▸ **PROVIDED PASSAGE**:
On Wed, Dec 10, 2014 at 4:22 PM, Yuri Rumyantsev <ysrum...@gmail.com> wrote:
> Richard,
>
> Thanks for your reply!
>
> I didn't understand your point:
>
> Well, I don't mind splitting all critical edges unconditionally
>
> but you do it unconditionally in proposed patch.

I don't mind means I am fine with it.

> Also I assume that
> call of split_critical_edges() can break ssa. For example, we can
> split headers of loops, loop exit blocks etc.

How does that "break SSA"?  You mean loop-closed SSA?  I'd
be surprised if so but that may be possible.

> I prefer to do something
> more loop-specialized, e.g. call edge_split() for critical edges
> outgoing from bb ending with GIMPLE_COND stmt (assuming that edge
> destination bb belongs to loop).

▸ **TASK**:
Answer these questions about the email exchange:
(a) What is the date of the message written by Yuri Rumyantsev?
(b) What does the reply say "I don't mind" means?
(c) Yuri prefers to call edge_split() for critical edges going out from a bb ending with what kind of statement?
The items that come next are separate material with no connection to the email exchange.

▸ **RECORDED DATA**:
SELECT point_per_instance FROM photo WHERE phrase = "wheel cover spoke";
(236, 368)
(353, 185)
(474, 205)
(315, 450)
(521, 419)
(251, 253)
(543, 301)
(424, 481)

▸ **RESPONSE TO THIS TASK**:
(a) Wed, Dec 10, 2014
(b) It means "I am fine with it."
(c) A GIMPLE_COND stmt